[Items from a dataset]
## Begin

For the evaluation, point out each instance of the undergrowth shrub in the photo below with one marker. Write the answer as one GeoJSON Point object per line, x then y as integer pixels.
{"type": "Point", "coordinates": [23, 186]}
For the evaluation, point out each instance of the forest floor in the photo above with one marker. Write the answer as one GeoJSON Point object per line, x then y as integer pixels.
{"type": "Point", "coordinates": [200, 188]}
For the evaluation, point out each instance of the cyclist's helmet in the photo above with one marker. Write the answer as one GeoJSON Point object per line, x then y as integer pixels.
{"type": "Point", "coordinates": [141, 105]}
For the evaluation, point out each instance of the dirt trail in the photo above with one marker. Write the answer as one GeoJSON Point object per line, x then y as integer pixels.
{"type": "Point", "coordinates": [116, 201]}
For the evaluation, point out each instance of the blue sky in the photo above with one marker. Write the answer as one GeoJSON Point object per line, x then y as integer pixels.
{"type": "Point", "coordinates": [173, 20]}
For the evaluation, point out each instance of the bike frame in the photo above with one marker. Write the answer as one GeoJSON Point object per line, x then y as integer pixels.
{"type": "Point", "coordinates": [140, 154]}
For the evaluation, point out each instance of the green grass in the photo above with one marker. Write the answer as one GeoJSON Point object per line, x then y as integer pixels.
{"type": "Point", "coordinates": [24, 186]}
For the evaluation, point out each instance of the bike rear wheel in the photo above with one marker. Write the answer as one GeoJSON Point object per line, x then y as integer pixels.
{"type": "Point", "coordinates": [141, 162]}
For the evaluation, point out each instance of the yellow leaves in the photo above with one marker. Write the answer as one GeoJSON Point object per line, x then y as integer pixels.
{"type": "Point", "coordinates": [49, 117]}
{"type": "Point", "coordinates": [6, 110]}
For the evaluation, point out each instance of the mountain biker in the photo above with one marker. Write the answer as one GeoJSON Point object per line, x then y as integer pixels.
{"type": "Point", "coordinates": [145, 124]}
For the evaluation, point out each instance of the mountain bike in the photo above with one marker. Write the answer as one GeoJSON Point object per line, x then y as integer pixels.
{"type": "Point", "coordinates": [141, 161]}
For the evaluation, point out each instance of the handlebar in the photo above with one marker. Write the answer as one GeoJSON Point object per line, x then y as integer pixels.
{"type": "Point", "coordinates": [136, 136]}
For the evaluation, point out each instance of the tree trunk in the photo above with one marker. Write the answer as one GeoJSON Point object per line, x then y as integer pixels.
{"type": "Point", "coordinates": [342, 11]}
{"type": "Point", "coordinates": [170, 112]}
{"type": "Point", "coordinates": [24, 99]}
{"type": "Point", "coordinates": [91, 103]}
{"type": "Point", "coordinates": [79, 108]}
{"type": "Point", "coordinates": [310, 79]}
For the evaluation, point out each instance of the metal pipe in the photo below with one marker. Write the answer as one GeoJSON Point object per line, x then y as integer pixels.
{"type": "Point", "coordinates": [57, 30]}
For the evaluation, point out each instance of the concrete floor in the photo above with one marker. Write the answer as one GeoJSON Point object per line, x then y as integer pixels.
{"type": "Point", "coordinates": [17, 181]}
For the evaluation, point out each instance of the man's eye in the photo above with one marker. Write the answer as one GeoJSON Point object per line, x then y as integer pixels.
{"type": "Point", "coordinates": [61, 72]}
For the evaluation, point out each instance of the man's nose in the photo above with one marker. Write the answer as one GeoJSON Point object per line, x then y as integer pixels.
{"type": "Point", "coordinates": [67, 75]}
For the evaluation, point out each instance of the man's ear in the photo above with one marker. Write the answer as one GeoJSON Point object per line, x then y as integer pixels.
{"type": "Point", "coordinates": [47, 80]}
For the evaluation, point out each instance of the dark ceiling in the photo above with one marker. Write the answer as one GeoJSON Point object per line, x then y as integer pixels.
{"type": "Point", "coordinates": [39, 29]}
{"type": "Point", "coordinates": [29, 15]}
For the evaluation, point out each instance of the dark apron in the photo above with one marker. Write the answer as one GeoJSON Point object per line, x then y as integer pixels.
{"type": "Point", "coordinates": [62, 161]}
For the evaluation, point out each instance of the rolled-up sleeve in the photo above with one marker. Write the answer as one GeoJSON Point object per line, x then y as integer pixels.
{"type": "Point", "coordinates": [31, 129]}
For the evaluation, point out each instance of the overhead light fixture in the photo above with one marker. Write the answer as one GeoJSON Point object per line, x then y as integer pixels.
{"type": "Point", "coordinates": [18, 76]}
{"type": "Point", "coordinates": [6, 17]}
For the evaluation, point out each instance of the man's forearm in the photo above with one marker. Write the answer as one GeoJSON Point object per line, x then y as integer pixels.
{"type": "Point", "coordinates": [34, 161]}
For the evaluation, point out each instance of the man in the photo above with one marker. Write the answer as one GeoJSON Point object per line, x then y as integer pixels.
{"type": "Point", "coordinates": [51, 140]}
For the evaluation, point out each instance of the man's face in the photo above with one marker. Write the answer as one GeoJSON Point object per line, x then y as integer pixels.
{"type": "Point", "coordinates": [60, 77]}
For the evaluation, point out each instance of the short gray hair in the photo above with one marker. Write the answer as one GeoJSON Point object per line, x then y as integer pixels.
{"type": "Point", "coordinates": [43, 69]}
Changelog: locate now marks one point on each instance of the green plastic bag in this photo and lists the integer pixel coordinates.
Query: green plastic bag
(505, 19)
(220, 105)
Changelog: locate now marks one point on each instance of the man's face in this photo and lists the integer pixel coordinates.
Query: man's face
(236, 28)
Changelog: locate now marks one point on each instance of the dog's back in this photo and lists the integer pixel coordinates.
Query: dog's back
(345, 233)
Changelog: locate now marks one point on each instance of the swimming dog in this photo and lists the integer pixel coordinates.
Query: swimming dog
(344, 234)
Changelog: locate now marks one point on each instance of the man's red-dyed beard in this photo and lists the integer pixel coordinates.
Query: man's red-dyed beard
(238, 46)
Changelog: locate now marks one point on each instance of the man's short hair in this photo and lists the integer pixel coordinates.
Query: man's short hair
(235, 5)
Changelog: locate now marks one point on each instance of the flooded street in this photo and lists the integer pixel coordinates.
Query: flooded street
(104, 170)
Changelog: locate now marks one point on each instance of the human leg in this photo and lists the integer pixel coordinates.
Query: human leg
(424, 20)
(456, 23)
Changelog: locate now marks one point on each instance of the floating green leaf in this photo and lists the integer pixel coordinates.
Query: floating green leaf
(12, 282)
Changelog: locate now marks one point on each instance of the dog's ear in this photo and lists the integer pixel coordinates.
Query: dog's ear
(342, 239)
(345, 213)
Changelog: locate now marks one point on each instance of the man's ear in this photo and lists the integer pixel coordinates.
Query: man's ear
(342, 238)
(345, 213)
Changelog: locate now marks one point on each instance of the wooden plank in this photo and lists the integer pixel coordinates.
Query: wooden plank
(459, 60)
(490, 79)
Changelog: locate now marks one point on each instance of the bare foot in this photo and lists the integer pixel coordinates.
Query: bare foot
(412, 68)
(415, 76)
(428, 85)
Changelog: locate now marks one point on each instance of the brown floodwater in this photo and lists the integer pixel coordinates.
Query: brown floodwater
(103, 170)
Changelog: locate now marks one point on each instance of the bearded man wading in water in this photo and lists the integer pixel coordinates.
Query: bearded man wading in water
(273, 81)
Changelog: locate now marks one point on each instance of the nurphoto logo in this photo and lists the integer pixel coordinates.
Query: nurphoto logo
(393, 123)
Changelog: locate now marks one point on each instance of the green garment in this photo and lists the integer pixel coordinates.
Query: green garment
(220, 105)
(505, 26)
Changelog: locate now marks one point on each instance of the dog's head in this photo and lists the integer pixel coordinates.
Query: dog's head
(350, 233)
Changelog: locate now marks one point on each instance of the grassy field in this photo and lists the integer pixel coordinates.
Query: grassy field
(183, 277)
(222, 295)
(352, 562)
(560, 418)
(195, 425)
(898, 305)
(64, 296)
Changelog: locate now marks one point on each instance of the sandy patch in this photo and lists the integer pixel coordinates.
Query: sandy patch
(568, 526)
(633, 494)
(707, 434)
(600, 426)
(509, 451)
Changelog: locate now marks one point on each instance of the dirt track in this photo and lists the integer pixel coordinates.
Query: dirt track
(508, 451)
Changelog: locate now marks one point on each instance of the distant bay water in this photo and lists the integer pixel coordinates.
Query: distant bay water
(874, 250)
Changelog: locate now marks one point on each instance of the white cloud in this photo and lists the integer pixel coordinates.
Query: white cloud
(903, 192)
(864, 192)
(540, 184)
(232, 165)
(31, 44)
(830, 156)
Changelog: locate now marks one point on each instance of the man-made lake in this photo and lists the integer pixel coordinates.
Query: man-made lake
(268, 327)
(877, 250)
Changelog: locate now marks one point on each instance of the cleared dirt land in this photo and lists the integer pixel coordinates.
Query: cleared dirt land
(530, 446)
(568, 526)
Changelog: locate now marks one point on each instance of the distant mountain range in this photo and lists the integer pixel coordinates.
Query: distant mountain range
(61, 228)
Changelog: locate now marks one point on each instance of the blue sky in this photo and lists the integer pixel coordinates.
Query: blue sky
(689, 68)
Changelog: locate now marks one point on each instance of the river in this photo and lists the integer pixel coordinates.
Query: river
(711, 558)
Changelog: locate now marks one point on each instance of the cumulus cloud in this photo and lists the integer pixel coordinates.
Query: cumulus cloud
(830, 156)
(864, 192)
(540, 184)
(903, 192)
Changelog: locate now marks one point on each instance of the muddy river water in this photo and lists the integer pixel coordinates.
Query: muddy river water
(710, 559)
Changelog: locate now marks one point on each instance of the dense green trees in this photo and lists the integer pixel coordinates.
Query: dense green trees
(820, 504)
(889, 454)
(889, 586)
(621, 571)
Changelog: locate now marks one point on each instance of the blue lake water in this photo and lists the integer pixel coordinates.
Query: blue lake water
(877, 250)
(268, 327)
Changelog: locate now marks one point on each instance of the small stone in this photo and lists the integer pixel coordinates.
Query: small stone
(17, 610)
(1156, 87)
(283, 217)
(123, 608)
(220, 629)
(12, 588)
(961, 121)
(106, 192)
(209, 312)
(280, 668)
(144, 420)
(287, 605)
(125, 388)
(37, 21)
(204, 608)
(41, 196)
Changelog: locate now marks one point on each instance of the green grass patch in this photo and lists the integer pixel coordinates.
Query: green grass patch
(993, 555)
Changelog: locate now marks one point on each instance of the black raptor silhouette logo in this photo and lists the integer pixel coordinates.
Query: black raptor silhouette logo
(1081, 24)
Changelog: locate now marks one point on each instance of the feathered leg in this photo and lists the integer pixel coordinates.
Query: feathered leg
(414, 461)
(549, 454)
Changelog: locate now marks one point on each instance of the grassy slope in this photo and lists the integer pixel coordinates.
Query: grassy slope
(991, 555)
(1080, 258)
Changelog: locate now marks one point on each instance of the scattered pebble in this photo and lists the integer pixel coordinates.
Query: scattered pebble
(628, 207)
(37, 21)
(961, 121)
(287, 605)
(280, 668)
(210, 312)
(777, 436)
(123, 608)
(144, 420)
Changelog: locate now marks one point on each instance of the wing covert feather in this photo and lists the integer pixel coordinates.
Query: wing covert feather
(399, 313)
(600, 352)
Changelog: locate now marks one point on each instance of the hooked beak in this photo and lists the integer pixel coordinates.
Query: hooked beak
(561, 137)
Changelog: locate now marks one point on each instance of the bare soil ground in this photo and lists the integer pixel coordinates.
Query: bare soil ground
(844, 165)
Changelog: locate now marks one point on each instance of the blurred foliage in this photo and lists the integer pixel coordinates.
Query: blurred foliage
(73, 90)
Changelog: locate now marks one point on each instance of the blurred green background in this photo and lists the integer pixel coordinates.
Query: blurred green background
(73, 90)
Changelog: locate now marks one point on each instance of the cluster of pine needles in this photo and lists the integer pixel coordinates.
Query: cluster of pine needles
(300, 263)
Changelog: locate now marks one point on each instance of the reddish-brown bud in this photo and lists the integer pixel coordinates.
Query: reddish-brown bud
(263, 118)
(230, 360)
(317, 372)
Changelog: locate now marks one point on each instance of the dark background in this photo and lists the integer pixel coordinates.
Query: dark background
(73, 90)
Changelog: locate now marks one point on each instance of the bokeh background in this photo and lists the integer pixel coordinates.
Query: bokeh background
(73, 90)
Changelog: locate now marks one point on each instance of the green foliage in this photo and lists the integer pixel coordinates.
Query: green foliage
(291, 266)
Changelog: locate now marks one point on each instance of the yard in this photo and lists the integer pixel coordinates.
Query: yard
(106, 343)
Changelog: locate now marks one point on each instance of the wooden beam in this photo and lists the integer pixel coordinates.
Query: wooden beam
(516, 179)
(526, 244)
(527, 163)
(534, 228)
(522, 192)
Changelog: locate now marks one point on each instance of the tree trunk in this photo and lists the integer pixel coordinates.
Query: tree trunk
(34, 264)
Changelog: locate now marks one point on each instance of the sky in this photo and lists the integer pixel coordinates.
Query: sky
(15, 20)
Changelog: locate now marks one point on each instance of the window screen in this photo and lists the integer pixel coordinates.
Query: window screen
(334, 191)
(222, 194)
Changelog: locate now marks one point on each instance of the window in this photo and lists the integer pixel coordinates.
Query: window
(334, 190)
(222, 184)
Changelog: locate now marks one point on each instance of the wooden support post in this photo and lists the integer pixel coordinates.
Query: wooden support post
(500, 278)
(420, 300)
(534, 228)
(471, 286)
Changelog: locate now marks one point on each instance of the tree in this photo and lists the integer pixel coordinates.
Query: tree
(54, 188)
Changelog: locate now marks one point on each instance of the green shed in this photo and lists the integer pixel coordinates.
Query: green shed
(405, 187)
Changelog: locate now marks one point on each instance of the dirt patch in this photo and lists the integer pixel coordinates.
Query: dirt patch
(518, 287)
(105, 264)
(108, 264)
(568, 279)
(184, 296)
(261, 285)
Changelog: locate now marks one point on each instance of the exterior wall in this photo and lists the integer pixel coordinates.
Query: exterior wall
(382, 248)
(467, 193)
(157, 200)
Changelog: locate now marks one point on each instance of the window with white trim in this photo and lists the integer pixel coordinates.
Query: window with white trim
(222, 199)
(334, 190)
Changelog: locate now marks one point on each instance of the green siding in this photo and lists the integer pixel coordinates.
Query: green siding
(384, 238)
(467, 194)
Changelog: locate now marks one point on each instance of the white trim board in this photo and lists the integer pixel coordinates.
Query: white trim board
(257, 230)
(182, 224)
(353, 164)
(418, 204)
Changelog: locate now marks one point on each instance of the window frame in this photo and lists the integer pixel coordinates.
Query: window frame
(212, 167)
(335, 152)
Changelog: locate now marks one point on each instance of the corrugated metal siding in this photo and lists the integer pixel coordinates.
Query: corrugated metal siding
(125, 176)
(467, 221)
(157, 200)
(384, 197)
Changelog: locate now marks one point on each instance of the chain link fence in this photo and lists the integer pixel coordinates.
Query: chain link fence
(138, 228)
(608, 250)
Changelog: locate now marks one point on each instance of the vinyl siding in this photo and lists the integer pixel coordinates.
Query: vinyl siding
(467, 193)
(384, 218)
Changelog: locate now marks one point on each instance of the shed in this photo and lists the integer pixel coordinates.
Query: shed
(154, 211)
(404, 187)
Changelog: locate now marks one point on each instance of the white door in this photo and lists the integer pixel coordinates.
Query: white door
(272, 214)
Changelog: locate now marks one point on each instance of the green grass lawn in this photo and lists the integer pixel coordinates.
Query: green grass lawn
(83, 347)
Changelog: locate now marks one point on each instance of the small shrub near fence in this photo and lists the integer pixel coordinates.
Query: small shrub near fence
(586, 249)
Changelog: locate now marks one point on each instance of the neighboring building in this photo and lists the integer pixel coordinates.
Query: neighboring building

## End

--- Task brief ---
Please extract exactly, and only, the lines from the line containing "grass lawn in" through the last line of the records.

--- Problem solution ---
Changelog: locate now marks one point on each instance of the green grass lawn in this photo and lists the integer pixel coordinates.
Query: green grass lawn
(83, 347)
Changelog: locate now marks one point on each instance of the small shrub near fence in this photo and lists the integer pixel coordinates.
Query: small shrub near fence
(586, 249)
Changelog: locate now marks one point on each instance of the neighboring building in this photo and lists the integer pixel coordinates.
Query: neighboring building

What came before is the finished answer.